=== Text block ===

Audio Cloning can Take Over a Phone Call in Real Time Without the Speakers Knowing

02-07-2024 • https://www.activistpost.com, By Joel McConvey

In the wake of a Hong Kong fraud case that saw an employee transfer US$25 million in funds to five bank accounts after a virtual meeting with what turned out to be audio-video deepfakes of senior management, the biometrics and digital identity world is on high alert, and the threats are growing more sophisticated by the day.

A blog post by Chenta Lee, chief architect of threat intelligence at IBM Security, breaks down how researchers from IBM X-Force successfully intercepted and covertly hijacked a live conversation by using LLM to understand the conversation and manipulate it for malicious purposes – without the speakers knowing it was happening.

"Alarmingly," writes Lee, "it was fairly easy to construct this highly intrusive capability, creating a significant concern about its use by an attacker driven by monetary incentives and limited to no lawful boundary."

=== Problem set ===
[A] Return the passage of the audio cloning article starting at "In the wake" and ending at "it was happening.".
[B] Supply the next part of the article on audio cloning, picking up after its last sentence.
The items come from a separate source and are not part of the article on audio cloning.

=== Stored data entries ===
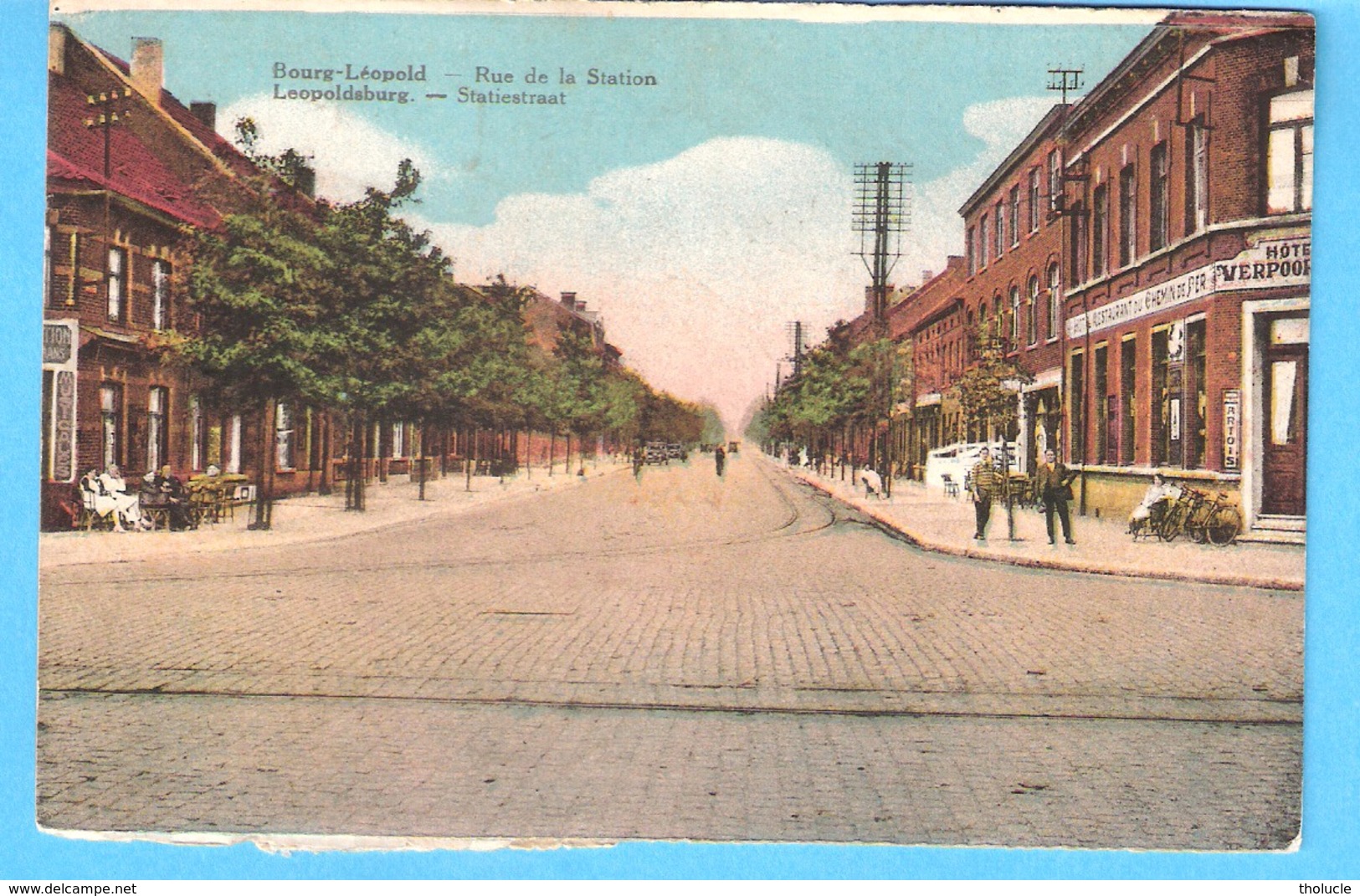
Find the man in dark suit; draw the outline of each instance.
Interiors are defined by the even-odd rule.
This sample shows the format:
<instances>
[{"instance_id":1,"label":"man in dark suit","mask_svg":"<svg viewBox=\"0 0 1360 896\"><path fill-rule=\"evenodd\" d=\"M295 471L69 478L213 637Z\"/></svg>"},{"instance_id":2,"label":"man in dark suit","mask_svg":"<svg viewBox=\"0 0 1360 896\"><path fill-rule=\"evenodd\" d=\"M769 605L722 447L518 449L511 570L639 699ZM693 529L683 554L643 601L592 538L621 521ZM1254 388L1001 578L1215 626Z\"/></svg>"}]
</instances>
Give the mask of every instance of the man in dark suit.
<instances>
[{"instance_id":1,"label":"man in dark suit","mask_svg":"<svg viewBox=\"0 0 1360 896\"><path fill-rule=\"evenodd\" d=\"M1049 544L1054 544L1054 510L1058 511L1058 519L1062 521L1064 541L1076 544L1072 540L1072 511L1068 510L1068 502L1072 500L1072 480L1076 477L1076 473L1058 462L1053 449L1043 453L1043 464L1034 472L1034 488L1043 500L1043 518L1049 525Z\"/></svg>"}]
</instances>

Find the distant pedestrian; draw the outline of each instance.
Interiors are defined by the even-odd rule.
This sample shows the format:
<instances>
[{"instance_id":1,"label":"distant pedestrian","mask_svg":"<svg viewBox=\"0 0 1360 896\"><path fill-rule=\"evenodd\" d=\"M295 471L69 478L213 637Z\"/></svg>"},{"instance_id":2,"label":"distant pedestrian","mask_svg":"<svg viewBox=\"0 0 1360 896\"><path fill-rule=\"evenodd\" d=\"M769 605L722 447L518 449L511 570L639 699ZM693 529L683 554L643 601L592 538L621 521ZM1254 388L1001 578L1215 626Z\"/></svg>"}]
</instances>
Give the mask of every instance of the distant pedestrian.
<instances>
[{"instance_id":1,"label":"distant pedestrian","mask_svg":"<svg viewBox=\"0 0 1360 896\"><path fill-rule=\"evenodd\" d=\"M1043 453L1043 464L1034 472L1034 489L1043 500L1043 519L1049 526L1049 544L1055 542L1053 511L1058 511L1058 519L1062 522L1062 540L1068 544L1076 544L1072 540L1072 511L1068 509L1068 502L1072 500L1072 480L1076 477L1074 472L1058 462L1058 455L1054 454L1053 449Z\"/></svg>"},{"instance_id":2,"label":"distant pedestrian","mask_svg":"<svg viewBox=\"0 0 1360 896\"><path fill-rule=\"evenodd\" d=\"M879 499L885 498L885 495L883 494L883 477L879 476L879 473L876 473L873 469L866 466L862 470L860 470L860 483L864 484L865 498L870 496Z\"/></svg>"},{"instance_id":3,"label":"distant pedestrian","mask_svg":"<svg viewBox=\"0 0 1360 896\"><path fill-rule=\"evenodd\" d=\"M991 464L991 451L989 449L982 449L968 481L968 488L972 494L972 513L978 521L978 530L972 537L982 541L987 537L987 521L991 518L991 499L1001 496L1004 485L1001 473Z\"/></svg>"}]
</instances>

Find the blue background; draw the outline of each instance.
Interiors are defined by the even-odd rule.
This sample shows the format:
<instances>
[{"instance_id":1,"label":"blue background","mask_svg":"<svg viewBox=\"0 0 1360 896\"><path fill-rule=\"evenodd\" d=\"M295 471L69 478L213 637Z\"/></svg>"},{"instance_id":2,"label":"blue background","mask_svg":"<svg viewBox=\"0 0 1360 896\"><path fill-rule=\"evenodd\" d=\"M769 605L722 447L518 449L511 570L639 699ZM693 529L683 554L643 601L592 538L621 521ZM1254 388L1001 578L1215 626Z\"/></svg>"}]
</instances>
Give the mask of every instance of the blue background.
<instances>
[{"instance_id":1,"label":"blue background","mask_svg":"<svg viewBox=\"0 0 1360 896\"><path fill-rule=\"evenodd\" d=\"M1231 4L1227 8L1263 7ZM1311 5L1318 18L1318 150L1311 344L1308 591L1303 846L1278 855L948 850L834 846L624 844L602 850L296 854L253 846L173 847L42 835L34 824L37 669L38 371L45 174L46 8L0 0L0 880L4 878L438 878L438 877L1151 877L1353 878L1357 838L1356 589L1360 534L1350 383L1360 374L1360 314L1346 298L1356 257L1360 10Z\"/></svg>"}]
</instances>

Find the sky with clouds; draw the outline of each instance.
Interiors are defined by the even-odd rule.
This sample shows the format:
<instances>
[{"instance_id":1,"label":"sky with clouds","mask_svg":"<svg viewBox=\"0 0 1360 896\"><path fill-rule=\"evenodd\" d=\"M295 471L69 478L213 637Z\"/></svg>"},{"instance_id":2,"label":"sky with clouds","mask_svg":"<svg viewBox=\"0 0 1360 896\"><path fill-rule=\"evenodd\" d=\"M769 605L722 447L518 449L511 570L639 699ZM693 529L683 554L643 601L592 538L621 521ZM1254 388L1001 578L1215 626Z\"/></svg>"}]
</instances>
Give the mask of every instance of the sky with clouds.
<instances>
[{"instance_id":1,"label":"sky with clouds","mask_svg":"<svg viewBox=\"0 0 1360 896\"><path fill-rule=\"evenodd\" d=\"M960 14L925 18L941 15ZM453 256L460 280L505 273L548 295L575 291L604 315L626 363L713 401L734 426L774 381L786 322L820 333L862 307L868 276L850 228L857 162L913 165L913 227L894 280L915 283L960 253L959 205L1053 105L1046 69L1080 65L1093 83L1156 18L970 15L65 20L124 57L133 35L160 37L171 92L216 102L227 136L250 116L267 151L310 155L322 196L356 199L411 158L426 182L409 216ZM333 69L332 80L277 77L279 65ZM426 80L384 86L345 79L347 67L423 67ZM514 82L479 84L479 68ZM657 86L589 86L592 68L651 75ZM548 82L526 84L530 69ZM563 72L577 83L562 84ZM348 86L412 92L407 103L276 98ZM460 87L559 92L566 103L460 103Z\"/></svg>"}]
</instances>

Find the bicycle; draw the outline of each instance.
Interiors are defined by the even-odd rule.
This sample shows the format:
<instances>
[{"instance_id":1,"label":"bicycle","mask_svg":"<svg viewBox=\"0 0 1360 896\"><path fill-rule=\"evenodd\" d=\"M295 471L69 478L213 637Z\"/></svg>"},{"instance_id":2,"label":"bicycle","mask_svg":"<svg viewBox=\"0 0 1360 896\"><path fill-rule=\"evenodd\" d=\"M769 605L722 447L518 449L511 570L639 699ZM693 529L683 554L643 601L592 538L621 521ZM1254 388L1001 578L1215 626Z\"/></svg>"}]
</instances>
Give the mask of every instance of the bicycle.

=== Numbered responses ===
[A]
In the wake of a Hong Kong fraud case that saw an employee transfer US$25 million in funds to five bank accounts after a virtual meeting with what turned out to be audio-video deepfakes of senior management, the biometrics and digital identity world is on high alert, and the threats are growing more sophisticated by the day.

A blog post by Chenta Lee, chief architect of threat intelligence at IBM Security, breaks down how researchers from IBM X-Force successfully intercepted and covertly hijacked a live conversation by using LLM to understand the conversation and manipulate it for malicious purposes – without the speakers knowing it was happening.

[B]
Hack used a mix of AI technologies and a focus on keywords
By combining large language models (LLM), speech-to-text, text-to-speech and voice cloning tactics, X-Force was able to dynamically modify the context and content of a live phone conversation. The method eschewed the use of generative AI to create a whole fake voice and focused instead on replacing keywords in context – for example, masking a spoken real bank account number with an AI-generated one. Tactics can be deployed through a number of vectors, such as malware or compromised VOIP services. A three second audio sample is enough to create a convincing voice clone, and the LLM takes care of parsing and semantics.